#### [Page text]
-*-

Over half of all small businesses in the U.S. have a website — but having a website is only the first step in the battle to acquire customers. Once you’ve taken your business online, you need to crunch some numbers to get results. One of the most important numbers of all is your CAC, or customer acquisition cost. 

What is CAC? Answering that question is key to knowing how to make your online business more successful. Getting lots of customers is important, but you also need to know how to keep your CAC reasonable. Acquiring customers isn’t worthwhile if they’re actually costing you money! 

Wondering how to calculate customer acquisition cost, and what your CAC can teach you? We’ve got all the answers right here, read on for more! 

What Is CAC? The Basics You Need to Know

When asked what will help their business most, many business owners would answer, “More customers.” However, the truth is that more customers aren’t always the answer.

That answer relies on the assumption that more customers equal more money. However, what if gaining new customers was actually causing your business to lose money? That’s exactly what happens to many brands that don’t know their customer acquisition cost or CAC. 

Attracting customers isn’t free. Between advertisements, content marketing, and other strategies, businesses sink a lot of funds into gaining new customers. Customer acquisition cost, or CAC, is the cost of gaining each new customer.

This simple number can actually make or break your business. Let’s take a closer look at why. 

Why CAC Matters

Many of the most important facts of business are very counterintuitive, including the reasons CAC matters so much. The sooner you learn these truths, the more successful your online business will be.

Growth Isn’t Always Good

When you know your CAC, you can shed light on the myth that “more customers are always better.” The truth is, more customers are better only if you can afford them.

-*-

#### [Records supplied]

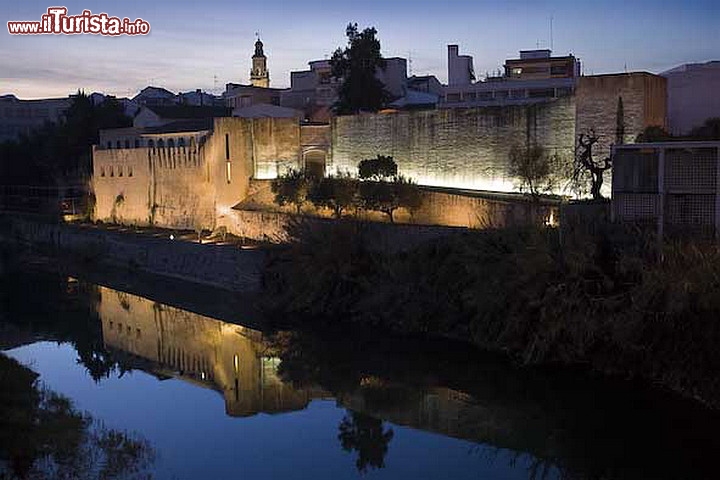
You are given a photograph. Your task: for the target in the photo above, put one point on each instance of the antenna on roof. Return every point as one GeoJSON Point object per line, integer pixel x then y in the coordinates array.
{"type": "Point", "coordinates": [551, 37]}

-*-

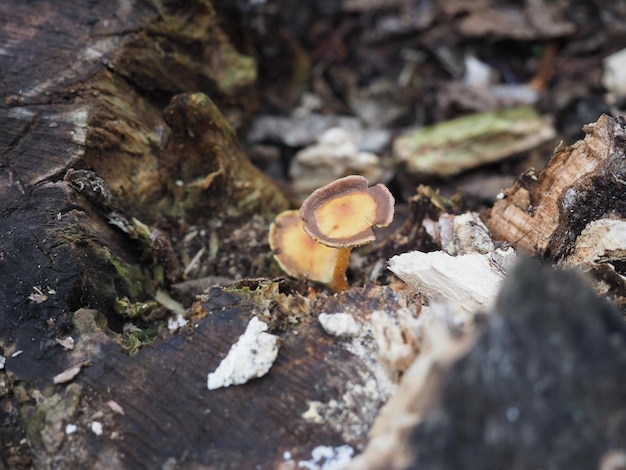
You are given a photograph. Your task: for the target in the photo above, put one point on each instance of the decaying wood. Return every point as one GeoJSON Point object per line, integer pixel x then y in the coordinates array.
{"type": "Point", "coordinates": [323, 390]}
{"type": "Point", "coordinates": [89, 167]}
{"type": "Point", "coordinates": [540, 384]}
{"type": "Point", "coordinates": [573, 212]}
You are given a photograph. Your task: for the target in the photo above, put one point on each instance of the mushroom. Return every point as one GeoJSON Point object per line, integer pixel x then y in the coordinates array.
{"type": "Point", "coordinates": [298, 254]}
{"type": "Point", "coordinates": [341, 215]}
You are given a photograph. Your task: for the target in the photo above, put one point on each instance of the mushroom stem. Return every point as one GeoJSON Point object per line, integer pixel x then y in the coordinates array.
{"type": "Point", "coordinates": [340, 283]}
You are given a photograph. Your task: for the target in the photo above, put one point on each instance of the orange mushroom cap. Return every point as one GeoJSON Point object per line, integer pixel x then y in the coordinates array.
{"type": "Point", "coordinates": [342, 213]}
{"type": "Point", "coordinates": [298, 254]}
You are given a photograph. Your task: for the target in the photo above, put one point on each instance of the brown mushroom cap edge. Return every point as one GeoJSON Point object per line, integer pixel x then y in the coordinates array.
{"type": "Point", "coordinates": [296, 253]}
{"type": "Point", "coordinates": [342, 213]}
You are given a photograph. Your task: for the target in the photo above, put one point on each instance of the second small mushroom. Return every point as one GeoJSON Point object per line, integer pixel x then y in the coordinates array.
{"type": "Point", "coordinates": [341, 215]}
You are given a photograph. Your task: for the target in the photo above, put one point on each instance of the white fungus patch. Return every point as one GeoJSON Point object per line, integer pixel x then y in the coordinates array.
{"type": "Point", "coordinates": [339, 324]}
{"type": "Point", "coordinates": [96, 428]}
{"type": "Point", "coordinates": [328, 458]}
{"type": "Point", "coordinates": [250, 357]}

-*-

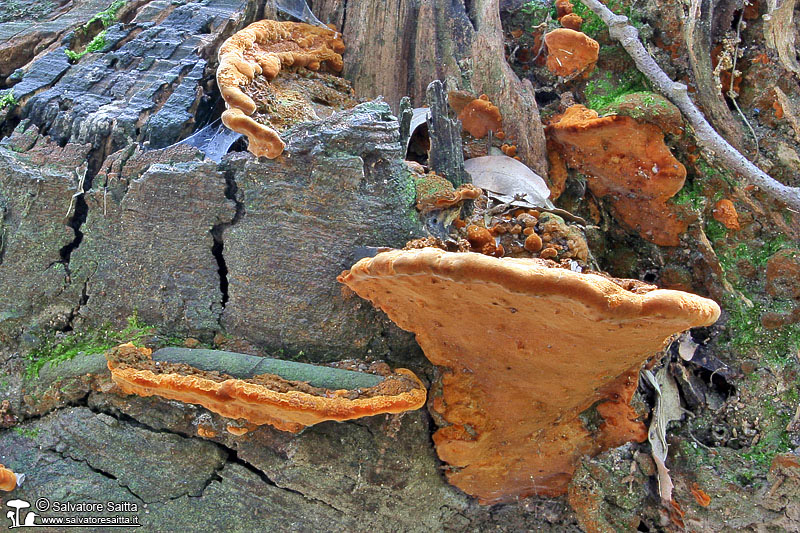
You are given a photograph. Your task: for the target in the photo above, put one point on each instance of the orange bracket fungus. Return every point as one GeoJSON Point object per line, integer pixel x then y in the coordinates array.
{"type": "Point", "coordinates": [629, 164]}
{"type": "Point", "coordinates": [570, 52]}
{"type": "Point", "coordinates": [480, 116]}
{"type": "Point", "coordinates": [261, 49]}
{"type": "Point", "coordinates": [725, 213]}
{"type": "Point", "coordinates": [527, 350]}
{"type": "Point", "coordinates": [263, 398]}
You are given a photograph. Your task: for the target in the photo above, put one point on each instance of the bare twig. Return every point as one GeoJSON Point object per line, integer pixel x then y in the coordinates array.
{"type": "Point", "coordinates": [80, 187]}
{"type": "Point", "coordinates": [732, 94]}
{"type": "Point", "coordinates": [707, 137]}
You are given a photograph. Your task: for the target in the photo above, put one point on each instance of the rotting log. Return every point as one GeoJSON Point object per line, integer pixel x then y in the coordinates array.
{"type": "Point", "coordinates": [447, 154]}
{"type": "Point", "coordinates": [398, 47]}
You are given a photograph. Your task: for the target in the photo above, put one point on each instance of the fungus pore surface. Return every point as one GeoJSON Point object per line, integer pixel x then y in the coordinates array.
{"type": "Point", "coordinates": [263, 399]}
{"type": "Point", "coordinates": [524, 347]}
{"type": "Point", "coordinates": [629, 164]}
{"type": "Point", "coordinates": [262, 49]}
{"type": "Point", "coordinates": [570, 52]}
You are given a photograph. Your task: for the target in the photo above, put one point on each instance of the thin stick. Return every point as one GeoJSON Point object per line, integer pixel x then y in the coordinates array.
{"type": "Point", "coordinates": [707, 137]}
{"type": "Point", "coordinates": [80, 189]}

-*-

#### [Set exercise 1]
Reproduce the entire customer acquisition cost article word for word.
#### [Set exercise 2]
List every line in the records that contains the string "orange", treating uppercase and lowercase as distinct.

#### [Task solution 1]
Over half of all small businesses in the U.S. have a website — but having a website is only the first step in the battle to acquire customers. Once you’ve taken your business online, you need to crunch some numbers to get results. One of the most important numbers of all is your CAC, or customer acquisition cost. 

What is CAC? Answering that question is key to knowing how to make your online business more successful. Getting lots of customers is important, but you also need to know how to keep your CAC reasonable. Acquiring customers isn’t worthwhile if they’re actually costing you money! 

Wondering how to calculate customer acquisition cost, and what your CAC can teach you? We’ve got all the answers right here, read on for more! 

What Is CAC? The Basics You Need to Know

When asked what will help their business most, many business owners would answer, “More customers.” However, the truth is that more customers aren’t always the answer.

That answer relies on the assumption that more customers equal more money. However, what if gaining new customers was actually causing your business to lose money? That’s exactly what happens to many brands that don’t know their customer acquisition cost or CAC. 

Attracting customers isn’t free. Between advertisements, content marketing, and other strategies, businesses sink a lot of funds into gaining new customers. Customer acquisition cost, or CAC, is the cost of gaining each new customer.

This simple number can actually make or break your business. Let’s take a closer look at why. 

Why CAC Matters

Many of the most important facts of business are very counterintuitive, including the reasons CAC matters so much. The sooner you learn these truths, the more successful your online business will be.

Growth Isn’t Always Good

When you know your CAC, you can shed light on the myth that “more customers are always better.” The truth is, more customers are better only if you can afford them.

#### [Task solution 2]
You are given a photograph. Your task: for the target in the photo above, put one point on each instance of the orange mushroom cap. Return every point as one GeoJSON Point object per line, integer pixel x then y in the coordinates array.
You are given a photograph. Your task: for the target in the photo above, put one point on each instance of the orange bracket fungus. Return every point as one GeoJSON Point object per line, integer pixel x then y in the coordinates array.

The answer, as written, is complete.